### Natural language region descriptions
+++

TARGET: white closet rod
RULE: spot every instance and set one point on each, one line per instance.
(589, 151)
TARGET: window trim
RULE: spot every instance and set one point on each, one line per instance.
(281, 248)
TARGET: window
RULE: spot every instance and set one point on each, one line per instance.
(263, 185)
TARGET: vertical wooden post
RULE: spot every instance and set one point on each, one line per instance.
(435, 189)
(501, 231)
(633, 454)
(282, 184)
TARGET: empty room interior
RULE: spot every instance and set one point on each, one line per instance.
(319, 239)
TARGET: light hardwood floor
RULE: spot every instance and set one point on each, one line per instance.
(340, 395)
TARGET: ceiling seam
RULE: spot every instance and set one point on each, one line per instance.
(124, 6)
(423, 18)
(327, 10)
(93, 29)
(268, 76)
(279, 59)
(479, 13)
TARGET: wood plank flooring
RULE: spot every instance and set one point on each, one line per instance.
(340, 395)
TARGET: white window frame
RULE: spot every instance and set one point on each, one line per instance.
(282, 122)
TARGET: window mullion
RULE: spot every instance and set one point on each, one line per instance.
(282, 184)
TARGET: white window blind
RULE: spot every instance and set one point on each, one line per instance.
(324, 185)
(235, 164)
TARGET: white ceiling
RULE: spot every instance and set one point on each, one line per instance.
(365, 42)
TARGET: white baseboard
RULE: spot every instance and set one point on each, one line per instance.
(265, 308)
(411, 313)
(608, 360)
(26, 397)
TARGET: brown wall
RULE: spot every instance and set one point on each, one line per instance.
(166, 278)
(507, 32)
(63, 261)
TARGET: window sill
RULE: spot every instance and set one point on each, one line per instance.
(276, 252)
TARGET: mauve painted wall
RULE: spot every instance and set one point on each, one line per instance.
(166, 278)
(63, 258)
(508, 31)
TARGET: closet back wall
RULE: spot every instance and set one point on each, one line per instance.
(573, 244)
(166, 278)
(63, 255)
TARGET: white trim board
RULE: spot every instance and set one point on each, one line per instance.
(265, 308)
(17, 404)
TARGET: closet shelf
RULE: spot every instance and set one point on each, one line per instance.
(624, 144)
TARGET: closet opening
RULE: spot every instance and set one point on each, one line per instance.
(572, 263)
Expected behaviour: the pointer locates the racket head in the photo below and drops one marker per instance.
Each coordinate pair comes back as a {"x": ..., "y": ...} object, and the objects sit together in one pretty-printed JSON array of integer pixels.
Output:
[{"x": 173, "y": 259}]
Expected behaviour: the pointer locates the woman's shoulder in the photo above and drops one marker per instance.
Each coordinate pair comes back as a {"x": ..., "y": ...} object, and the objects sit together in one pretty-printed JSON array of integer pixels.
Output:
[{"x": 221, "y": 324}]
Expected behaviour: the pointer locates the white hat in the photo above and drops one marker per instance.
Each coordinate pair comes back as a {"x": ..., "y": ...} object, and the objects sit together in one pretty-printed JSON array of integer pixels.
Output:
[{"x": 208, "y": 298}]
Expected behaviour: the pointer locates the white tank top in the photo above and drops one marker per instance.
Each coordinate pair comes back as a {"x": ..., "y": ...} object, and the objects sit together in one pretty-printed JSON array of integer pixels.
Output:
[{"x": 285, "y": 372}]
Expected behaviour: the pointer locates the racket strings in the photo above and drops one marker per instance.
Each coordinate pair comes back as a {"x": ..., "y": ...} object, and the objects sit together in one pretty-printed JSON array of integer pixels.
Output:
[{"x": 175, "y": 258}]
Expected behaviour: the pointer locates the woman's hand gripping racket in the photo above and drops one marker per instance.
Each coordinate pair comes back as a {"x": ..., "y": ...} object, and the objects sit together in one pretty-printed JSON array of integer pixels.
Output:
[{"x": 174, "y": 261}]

+++

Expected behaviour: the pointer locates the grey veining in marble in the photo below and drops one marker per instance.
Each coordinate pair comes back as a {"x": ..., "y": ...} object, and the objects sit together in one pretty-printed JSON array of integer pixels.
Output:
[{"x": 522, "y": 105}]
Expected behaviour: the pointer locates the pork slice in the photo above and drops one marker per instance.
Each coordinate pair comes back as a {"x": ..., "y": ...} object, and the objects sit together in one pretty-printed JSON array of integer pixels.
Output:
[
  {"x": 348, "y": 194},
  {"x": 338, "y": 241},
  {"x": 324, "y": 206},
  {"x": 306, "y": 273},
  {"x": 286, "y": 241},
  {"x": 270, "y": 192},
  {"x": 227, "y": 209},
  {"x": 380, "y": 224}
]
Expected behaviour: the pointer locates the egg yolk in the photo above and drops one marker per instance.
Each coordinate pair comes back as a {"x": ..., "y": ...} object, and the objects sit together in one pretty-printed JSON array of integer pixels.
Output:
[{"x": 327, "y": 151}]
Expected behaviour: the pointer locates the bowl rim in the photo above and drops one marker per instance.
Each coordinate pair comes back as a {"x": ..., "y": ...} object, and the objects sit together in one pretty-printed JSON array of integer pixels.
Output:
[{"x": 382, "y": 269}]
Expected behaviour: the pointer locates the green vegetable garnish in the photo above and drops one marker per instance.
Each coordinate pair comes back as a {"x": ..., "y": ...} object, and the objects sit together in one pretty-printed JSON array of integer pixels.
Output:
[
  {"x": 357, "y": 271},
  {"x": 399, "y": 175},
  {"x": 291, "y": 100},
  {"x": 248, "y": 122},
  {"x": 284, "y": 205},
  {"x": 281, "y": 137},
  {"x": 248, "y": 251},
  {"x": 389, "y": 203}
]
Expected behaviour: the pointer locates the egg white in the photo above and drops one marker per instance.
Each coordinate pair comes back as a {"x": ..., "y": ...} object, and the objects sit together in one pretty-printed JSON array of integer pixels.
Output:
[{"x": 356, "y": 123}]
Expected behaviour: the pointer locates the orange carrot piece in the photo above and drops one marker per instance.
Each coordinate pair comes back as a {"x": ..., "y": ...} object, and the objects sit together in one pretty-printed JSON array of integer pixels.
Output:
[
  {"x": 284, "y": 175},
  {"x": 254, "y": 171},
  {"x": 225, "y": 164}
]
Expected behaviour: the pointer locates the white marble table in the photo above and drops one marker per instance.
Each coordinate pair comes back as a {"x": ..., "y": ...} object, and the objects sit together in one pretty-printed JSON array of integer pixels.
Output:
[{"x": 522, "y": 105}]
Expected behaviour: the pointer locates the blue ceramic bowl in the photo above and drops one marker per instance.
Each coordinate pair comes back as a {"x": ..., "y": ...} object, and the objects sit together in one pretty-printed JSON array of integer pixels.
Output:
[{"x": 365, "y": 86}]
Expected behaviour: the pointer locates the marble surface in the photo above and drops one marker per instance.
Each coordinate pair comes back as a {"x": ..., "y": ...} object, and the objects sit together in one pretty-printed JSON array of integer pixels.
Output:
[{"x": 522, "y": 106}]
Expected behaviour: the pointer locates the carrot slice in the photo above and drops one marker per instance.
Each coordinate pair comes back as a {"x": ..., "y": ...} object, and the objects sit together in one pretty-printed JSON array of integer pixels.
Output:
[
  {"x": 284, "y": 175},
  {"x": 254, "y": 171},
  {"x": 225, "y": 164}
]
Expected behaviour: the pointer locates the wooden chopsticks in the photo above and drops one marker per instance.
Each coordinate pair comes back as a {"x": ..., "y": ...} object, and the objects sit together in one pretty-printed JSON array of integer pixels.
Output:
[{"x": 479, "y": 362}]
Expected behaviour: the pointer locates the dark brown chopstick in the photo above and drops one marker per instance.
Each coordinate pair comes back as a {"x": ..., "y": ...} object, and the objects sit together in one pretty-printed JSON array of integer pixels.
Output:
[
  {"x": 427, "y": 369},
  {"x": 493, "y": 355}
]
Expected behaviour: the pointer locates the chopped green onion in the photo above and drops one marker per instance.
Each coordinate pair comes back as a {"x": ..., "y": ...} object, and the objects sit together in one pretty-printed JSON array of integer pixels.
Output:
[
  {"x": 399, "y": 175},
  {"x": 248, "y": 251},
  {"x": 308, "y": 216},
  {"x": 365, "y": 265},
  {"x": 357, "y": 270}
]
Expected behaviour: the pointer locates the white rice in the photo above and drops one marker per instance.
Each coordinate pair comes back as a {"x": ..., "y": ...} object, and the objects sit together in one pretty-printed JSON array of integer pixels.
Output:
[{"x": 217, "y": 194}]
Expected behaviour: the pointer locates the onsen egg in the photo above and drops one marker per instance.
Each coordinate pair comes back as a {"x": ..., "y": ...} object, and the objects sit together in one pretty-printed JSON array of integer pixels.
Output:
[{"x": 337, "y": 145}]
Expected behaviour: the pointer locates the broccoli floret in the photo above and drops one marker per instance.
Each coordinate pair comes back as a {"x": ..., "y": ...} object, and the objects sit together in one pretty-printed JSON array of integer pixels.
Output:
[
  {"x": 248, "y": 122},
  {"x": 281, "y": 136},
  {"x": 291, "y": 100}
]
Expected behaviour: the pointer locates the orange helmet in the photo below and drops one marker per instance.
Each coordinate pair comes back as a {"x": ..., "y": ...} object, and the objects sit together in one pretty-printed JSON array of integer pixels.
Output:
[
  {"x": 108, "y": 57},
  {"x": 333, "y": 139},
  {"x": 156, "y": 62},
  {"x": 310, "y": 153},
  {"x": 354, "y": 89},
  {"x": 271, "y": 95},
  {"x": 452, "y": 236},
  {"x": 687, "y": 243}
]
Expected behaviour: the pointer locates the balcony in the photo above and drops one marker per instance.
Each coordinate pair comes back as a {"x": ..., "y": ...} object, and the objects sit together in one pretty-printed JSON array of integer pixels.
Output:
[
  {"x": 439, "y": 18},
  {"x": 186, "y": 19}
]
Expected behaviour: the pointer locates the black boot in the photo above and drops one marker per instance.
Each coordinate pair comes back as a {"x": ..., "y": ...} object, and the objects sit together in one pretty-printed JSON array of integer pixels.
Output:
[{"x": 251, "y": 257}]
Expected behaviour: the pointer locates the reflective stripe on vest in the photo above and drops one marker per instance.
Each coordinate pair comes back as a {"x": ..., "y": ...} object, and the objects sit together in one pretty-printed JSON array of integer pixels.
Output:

+++

Using only the entries above, output the line with "TARGET: white closet rod", the line with "TARGET: white baseboard", and all lines between them, exactly as they stand.

### Response to this exercise
TARGET: white closet rod
RULE: spot every instance and set one point on each, one line per instance.
(589, 151)
TARGET: window trim
RULE: spot every instance and set one point on each, one line per instance.
(281, 248)
TARGET: window
RULE: spot every instance and set one point on each, one line per instance.
(263, 185)
TARGET: vertical wooden post
RULE: spot every instance and set one point on each, one line per instance.
(435, 189)
(501, 231)
(633, 454)
(282, 184)
TARGET: empty room interior
RULE: spot every instance and set one point on each, one line per instance.
(319, 239)
TARGET: light hardwood floor
RULE: spot every instance and set one point on each, one line per instance.
(340, 395)
TARGET: ceiling seam
RULE: spot every instance and set one point on each, one line per instance.
(124, 6)
(423, 18)
(327, 10)
(93, 29)
(268, 76)
(279, 59)
(479, 13)
TARGET: wood plank flooring
RULE: spot every instance and set one point on each, one line per instance.
(340, 395)
TARGET: white window frame
RULE: spot every instance and set one point on each, one line per instance.
(282, 122)
TARGET: window mullion
RULE: spot every instance and set one point on each, one line per instance.
(282, 184)
TARGET: white window blind
RULE: spot every instance and set one point on each, one line per instance.
(324, 185)
(235, 164)
TARGET: white ceiling
RULE: spot every instance and set one point on each, one line per instance.
(365, 42)
TARGET: white baseboard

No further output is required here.